Your tasks:
1 – In the court opinion below, when did River Region discharge Louise McKenzie?
2 – Summarize the court opinion below in two sentences.
3 – Reproduce everything in the court opinion below from "PER CURIAM:1" down to "whom she supervised.".

Quoted passage:
▼

United States Court of Appeals
Fifth Circuit
F I L E D
IN THE UNITED STATES COURT OF APPEALS
May 3, 2004
FOR THE FIFTH CIRCUIT
Charles R. Fulbruge III
__________________________ Clerk
No. 03-60849
Summary Calendar
__________________________
LOUISE MCKENZIE,
Plaintiff - Appellant,
versus
RIVER REGION MEDICAL CORPORATION, et al.,
Defendants-Appellees.
___________________________________________________
Appeal from the United States District Court
for the Southern District of Mississippi
(No. 3:99-CV-366)
___________________________________________________
Before JONES, BENAVIDES, and CLEMENT, Circuit Judges.
PER CURIAM:1
In July 1998, the River Region Medical Corporation (“River Region”) discharged Louise
McKenzie from employment for allegedly racially harassing employees whom she supervised.
McKenzie filed a suit against River Region, two supervisors, and Quorum Health Group, Inc.
(“Quorum”), a company allegedly involved in the day-to-day operations of River Region. After her
1
Pursuant to 5th Cir. R. 47.5, the Court has determined that this opinion should not be
published and is not precedent except under the limited circumstances set forth in 5th Cir. R.

▲

Extracted material:
▼

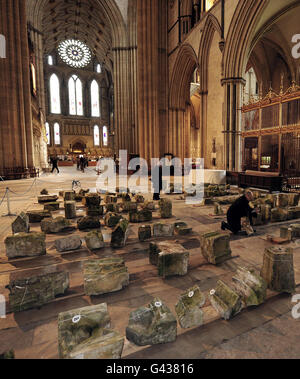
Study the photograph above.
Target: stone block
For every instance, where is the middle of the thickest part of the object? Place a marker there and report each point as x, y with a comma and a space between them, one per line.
145, 232
21, 224
86, 223
35, 291
38, 216
170, 258
55, 225
278, 269
105, 276
188, 308
47, 199
279, 214
151, 325
68, 244
80, 326
112, 219
163, 230
225, 301
106, 344
25, 245
250, 286
120, 234
52, 207
215, 247
70, 210
165, 208
94, 240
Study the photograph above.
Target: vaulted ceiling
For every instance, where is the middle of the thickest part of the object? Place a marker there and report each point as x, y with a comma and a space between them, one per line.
77, 19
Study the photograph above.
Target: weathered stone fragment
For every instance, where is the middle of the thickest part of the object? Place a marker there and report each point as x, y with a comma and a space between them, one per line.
250, 286
68, 244
140, 216
21, 224
170, 258
47, 199
105, 276
70, 209
165, 208
188, 308
86, 223
35, 291
105, 344
278, 269
38, 216
290, 232
215, 247
226, 302
69, 196
79, 326
52, 207
145, 233
94, 240
120, 234
163, 230
112, 219
152, 324
55, 225
25, 245
279, 214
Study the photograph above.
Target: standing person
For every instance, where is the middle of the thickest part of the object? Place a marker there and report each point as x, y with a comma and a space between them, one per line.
54, 162
240, 208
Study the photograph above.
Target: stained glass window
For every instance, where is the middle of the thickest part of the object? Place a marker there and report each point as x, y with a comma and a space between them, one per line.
47, 133
96, 135
95, 99
75, 53
75, 96
105, 136
54, 95
56, 134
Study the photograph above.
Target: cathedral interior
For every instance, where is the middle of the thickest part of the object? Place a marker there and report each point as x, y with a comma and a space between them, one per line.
210, 83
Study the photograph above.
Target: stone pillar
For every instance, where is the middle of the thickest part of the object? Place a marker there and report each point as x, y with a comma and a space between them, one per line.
232, 122
15, 91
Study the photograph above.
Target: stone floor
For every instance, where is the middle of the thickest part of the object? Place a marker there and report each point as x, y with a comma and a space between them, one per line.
268, 331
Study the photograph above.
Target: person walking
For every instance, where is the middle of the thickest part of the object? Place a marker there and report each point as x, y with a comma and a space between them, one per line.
240, 208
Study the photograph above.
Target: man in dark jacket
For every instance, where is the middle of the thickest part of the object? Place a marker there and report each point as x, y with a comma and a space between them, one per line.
240, 208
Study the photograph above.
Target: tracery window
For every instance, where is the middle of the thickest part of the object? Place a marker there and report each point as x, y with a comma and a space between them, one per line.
75, 96
96, 135
95, 102
54, 95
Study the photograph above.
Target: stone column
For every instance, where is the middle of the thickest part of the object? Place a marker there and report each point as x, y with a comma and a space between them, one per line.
16, 146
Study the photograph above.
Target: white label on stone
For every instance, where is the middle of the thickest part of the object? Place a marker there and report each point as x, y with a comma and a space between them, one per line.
76, 319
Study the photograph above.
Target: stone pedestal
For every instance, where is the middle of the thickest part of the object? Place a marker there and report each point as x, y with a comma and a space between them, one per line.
80, 326
21, 224
215, 247
188, 308
94, 240
105, 276
170, 258
70, 209
226, 302
151, 325
25, 245
278, 269
250, 286
36, 291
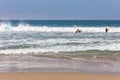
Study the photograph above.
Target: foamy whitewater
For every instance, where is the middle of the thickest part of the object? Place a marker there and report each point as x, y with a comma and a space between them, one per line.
53, 45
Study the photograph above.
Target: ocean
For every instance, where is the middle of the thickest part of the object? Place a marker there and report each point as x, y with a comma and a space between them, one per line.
53, 45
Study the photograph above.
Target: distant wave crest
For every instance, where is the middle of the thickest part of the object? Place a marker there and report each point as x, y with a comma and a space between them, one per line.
26, 27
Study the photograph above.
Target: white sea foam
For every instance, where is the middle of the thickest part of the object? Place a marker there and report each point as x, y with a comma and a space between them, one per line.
26, 27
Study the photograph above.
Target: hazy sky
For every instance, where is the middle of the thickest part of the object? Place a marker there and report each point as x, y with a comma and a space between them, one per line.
60, 9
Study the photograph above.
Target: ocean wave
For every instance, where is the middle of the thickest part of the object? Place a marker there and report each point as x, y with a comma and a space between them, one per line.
26, 27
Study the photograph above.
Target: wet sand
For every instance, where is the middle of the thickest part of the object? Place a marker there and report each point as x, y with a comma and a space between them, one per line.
57, 76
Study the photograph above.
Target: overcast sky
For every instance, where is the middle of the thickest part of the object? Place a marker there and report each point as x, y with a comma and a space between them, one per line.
60, 9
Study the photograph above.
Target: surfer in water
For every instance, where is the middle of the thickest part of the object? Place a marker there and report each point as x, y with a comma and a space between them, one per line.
77, 31
106, 29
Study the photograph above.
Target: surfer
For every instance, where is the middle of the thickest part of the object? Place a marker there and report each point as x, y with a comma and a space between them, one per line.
106, 29
77, 31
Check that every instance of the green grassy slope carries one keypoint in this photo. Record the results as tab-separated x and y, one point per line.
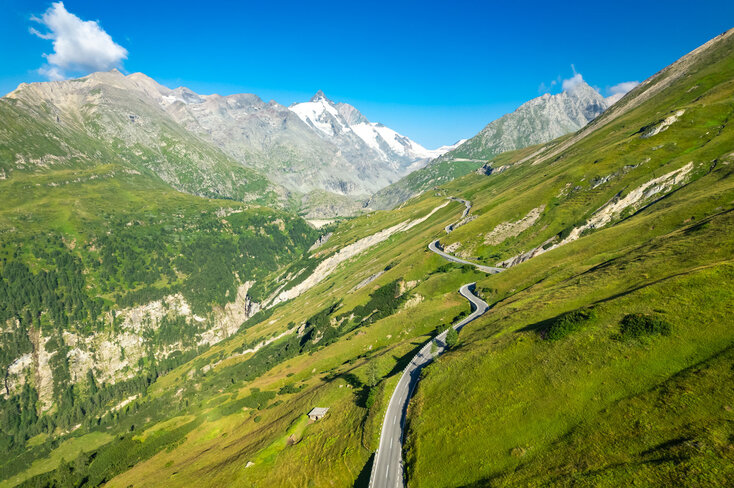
594	407
530	396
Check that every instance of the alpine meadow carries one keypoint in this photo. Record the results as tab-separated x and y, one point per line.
220	290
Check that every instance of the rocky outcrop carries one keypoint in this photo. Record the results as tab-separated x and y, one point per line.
113	354
612	210
506	230
328	265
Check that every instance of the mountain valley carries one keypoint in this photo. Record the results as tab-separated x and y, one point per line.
184	278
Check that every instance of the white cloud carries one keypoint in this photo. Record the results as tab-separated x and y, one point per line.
571	83
623	87
79	46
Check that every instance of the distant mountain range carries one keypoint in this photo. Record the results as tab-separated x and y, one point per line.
322	158
538	121
311	146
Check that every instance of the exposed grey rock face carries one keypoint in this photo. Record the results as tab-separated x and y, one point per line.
119	119
313	146
540	120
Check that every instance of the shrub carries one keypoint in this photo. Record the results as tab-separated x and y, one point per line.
567	323
636	325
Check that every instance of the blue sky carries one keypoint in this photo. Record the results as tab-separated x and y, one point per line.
435	71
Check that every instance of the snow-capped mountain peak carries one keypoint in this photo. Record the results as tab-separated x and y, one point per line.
343	125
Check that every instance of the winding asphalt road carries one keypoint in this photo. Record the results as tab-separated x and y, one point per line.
487	269
387	468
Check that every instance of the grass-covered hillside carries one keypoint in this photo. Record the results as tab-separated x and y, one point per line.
108	279
605	358
106	117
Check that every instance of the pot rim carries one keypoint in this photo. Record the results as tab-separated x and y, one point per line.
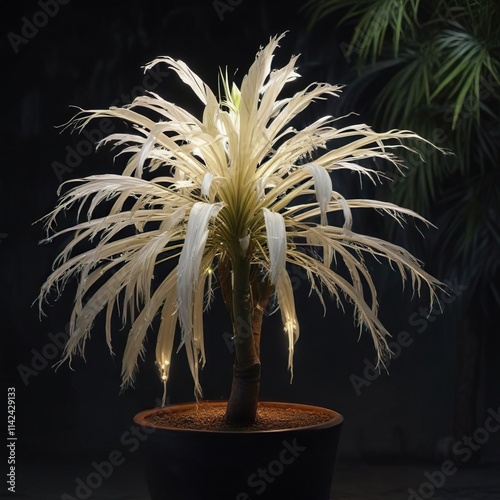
337	418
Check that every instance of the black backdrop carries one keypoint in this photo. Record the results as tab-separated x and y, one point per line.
90	54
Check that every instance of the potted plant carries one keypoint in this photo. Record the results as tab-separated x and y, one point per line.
231	199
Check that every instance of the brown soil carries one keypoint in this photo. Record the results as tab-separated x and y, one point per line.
205	417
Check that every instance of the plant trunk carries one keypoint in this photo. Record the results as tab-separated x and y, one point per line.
242	404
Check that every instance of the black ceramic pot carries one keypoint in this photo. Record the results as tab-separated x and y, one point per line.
291	464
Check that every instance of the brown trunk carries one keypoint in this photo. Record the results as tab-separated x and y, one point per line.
242	404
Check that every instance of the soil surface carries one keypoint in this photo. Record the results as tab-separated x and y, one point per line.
205	417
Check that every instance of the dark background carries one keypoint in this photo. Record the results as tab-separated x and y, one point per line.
90	54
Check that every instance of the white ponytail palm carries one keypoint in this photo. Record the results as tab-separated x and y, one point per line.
224	204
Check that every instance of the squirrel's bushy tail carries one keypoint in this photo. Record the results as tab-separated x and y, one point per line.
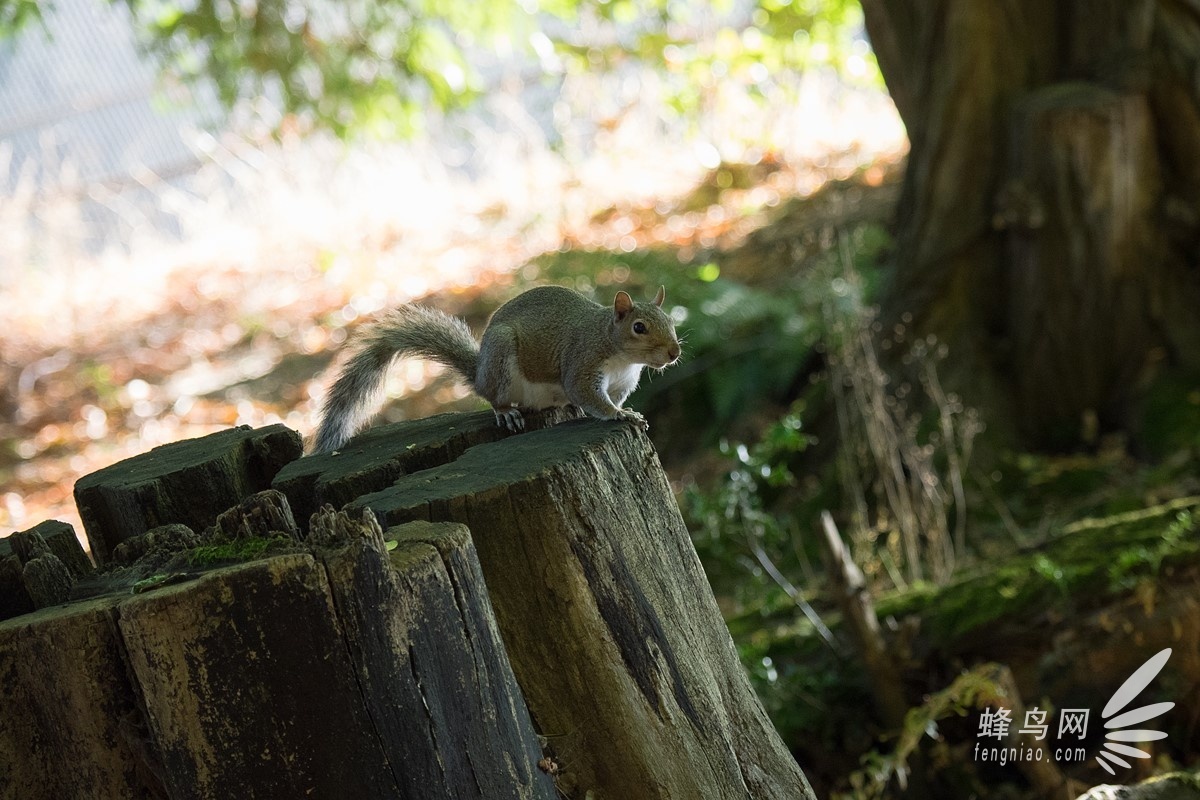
406	331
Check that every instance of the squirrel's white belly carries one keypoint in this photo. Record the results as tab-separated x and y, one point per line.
527	394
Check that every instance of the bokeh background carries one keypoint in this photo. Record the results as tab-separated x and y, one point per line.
936	265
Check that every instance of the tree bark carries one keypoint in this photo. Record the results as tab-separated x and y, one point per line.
1048	228
187	482
606	614
351	671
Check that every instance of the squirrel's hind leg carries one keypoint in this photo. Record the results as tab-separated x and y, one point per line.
493	378
510	417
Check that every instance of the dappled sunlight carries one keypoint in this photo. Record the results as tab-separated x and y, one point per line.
287	245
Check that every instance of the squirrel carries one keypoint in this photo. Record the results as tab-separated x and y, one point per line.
547	347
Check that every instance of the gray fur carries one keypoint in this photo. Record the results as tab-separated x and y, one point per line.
407	331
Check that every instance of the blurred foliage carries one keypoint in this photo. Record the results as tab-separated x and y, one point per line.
377	67
16	14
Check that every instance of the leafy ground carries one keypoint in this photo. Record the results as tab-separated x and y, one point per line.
767	263
108	356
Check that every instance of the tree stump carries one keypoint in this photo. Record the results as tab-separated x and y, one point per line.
340	669
606	614
187	482
373	459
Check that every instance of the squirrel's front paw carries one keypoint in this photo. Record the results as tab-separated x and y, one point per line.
630	415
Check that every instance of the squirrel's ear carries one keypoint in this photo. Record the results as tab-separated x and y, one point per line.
623	305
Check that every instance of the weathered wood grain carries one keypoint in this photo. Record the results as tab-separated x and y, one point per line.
187	482
606	614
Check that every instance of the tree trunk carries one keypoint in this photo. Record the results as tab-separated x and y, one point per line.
1048	228
606	614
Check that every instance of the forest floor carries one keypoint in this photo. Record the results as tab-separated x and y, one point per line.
108	356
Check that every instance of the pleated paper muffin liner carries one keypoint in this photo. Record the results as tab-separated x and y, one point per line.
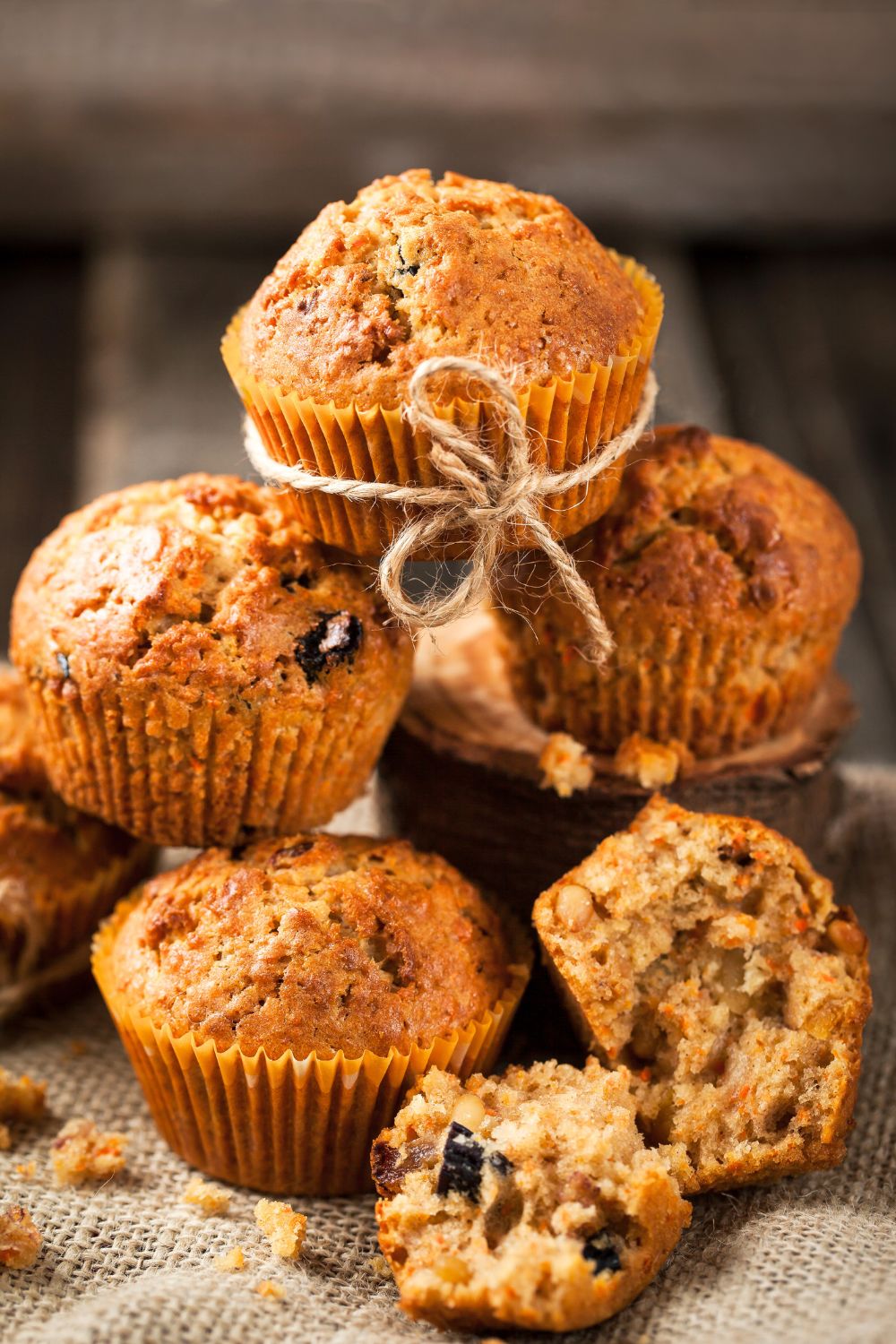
202	773
565	418
287	1125
715	691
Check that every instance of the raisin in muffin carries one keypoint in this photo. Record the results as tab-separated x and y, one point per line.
411	269
59	871
707	956
277	1000
196	669
522	1201
726	578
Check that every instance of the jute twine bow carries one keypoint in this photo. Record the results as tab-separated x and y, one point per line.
479	495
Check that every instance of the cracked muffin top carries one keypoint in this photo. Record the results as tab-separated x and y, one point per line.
704	521
312	943
206	580
416	268
22	771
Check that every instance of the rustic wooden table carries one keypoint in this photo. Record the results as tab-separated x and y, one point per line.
110	374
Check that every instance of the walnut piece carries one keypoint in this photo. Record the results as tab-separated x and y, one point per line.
82	1152
564	765
207	1198
282	1226
21	1098
19	1238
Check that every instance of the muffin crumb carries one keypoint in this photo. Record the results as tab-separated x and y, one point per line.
21	1098
271	1290
231	1262
650	763
206	1196
19	1238
82	1152
282	1226
564	765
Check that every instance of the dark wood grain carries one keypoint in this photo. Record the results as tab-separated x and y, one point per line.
39	346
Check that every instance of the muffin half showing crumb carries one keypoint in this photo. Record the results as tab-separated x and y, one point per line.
279	1000
522	1201
707	956
196	671
59	871
324	352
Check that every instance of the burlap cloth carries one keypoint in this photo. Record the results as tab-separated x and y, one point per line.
812	1260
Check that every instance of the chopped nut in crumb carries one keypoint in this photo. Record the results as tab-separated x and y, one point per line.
207	1198
21	1098
19	1238
231	1262
564	765
82	1152
273	1292
282	1226
650	763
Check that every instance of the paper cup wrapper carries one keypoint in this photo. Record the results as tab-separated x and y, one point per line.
567	421
288	1126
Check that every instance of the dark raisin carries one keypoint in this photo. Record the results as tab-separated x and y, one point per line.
293	851
292	581
333	640
462	1159
742	857
602	1254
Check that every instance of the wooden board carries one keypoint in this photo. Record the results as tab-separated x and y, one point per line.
461	774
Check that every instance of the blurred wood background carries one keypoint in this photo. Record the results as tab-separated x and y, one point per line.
156	159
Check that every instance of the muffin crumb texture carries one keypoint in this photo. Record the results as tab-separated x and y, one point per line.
207	1198
282	1226
312	943
21	1098
81	1153
414	268
522	1201
726	578
19	1238
705	957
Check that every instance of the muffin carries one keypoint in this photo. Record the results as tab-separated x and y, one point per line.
726	578
707	956
196	669
411	269
525	1201
59	873
277	1000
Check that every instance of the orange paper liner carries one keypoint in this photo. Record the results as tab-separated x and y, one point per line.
198	774
565	418
287	1125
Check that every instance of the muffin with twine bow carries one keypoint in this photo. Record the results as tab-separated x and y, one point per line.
460	301
726	578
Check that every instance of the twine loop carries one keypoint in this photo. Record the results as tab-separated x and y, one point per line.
477	494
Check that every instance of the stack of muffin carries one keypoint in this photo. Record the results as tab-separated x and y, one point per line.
206	666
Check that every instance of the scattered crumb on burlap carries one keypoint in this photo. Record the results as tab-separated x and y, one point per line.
809	1262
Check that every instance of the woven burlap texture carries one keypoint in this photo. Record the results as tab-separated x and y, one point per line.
812	1260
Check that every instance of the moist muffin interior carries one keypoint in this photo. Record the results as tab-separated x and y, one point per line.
708	957
522	1199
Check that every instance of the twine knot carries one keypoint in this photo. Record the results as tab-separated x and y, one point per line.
477	495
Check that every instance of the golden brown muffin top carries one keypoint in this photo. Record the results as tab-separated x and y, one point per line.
311	943
711	523
209	580
416	268
22	771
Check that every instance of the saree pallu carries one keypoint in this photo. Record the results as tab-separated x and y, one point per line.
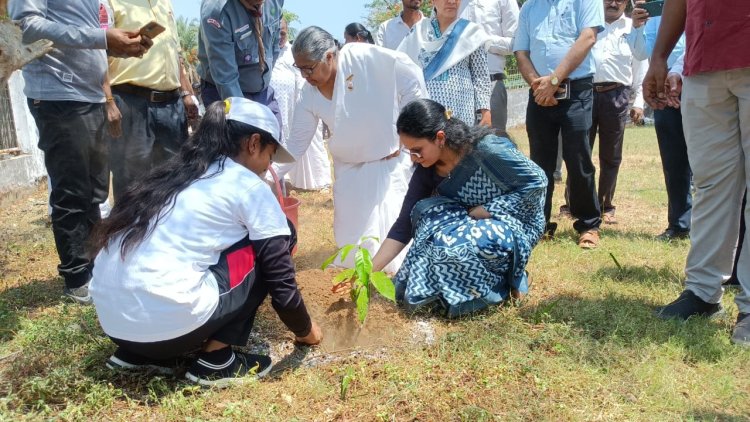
462	264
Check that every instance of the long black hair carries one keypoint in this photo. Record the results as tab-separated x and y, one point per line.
357	30
424	118
216	138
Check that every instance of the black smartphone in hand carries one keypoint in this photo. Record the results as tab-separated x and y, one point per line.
563	90
653	7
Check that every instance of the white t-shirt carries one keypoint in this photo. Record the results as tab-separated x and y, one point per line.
158	292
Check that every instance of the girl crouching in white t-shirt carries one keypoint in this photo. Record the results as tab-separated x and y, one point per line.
192	249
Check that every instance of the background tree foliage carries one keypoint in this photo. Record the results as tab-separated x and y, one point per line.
380	11
290	18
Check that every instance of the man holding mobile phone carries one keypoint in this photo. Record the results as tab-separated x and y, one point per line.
618	73
152	94
66	99
553	43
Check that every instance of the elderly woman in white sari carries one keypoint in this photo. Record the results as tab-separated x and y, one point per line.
358	92
312	171
452	52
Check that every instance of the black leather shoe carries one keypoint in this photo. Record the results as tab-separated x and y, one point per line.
688	305
672	234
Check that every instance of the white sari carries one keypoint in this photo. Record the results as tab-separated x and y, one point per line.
312	171
372	85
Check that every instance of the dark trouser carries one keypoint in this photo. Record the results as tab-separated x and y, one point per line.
572	119
610	113
232	321
151	134
75	154
674	161
499	106
210	95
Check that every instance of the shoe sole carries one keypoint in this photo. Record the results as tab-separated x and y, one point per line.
226	382
120	365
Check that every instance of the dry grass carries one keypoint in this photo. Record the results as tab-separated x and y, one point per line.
584	346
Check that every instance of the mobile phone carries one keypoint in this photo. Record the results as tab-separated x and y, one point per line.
653	7
152	29
563	90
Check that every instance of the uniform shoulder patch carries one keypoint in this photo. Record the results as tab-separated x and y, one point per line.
214	22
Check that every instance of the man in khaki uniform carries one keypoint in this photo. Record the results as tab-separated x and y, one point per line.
153	96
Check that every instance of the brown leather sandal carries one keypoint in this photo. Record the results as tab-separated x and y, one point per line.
589	239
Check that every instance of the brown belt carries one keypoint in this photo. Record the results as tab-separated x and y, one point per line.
607	86
151	95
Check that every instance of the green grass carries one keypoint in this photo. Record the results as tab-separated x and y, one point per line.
584	345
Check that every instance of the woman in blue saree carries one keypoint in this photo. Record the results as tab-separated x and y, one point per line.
474	211
452	53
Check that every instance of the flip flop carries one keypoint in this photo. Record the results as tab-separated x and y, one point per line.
589	239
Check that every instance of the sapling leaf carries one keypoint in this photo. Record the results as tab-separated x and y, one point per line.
329	261
346	380
363	265
384	285
345	251
343	276
363	300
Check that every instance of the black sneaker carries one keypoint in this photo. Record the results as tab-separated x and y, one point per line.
672	234
688	305
78	294
741	333
231	372
125	360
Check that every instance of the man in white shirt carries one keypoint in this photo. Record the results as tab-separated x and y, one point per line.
391	32
616	72
499	19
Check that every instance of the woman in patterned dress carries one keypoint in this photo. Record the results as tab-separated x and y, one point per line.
453	54
474	210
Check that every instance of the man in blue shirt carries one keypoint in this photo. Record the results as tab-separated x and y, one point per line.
552	45
669	134
66	98
238	44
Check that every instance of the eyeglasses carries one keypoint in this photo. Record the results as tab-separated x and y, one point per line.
413	154
306	70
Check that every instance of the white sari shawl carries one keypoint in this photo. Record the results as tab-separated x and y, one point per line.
367	103
422	38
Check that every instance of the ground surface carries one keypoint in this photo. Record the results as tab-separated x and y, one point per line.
584	346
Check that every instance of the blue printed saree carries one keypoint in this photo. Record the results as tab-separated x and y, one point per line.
462	264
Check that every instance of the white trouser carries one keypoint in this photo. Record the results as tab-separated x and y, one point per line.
716	119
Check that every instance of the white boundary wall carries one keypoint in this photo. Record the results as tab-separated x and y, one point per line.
27	168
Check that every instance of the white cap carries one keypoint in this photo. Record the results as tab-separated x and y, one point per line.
258	115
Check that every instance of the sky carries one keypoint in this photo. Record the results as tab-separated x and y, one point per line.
331	15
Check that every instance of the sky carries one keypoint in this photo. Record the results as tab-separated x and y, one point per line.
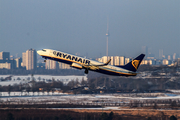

▲

Answers to the exercises:
1 – In July 1998.

2 – Louise McKenzie appealed to the United States Court of Appeals for the Fifth Circuit from the Southern District of Mississippi in a case against River Region Medical Corporation and others, heard before Circuit Judges Jones, Benavides, and Clement. River Region discharged McKenzie in July 1998 for allegedly racially harassing employees she supervised, and she sued River Region, two supervisors, and Quorum Health Group, Inc.

3 –
PER CURIAM:1
In July 1998, the River Region Medical Corporation (“River Region”) discharged Louise
McKenzie from employment for allegedly racially harassing employees whom she supervised.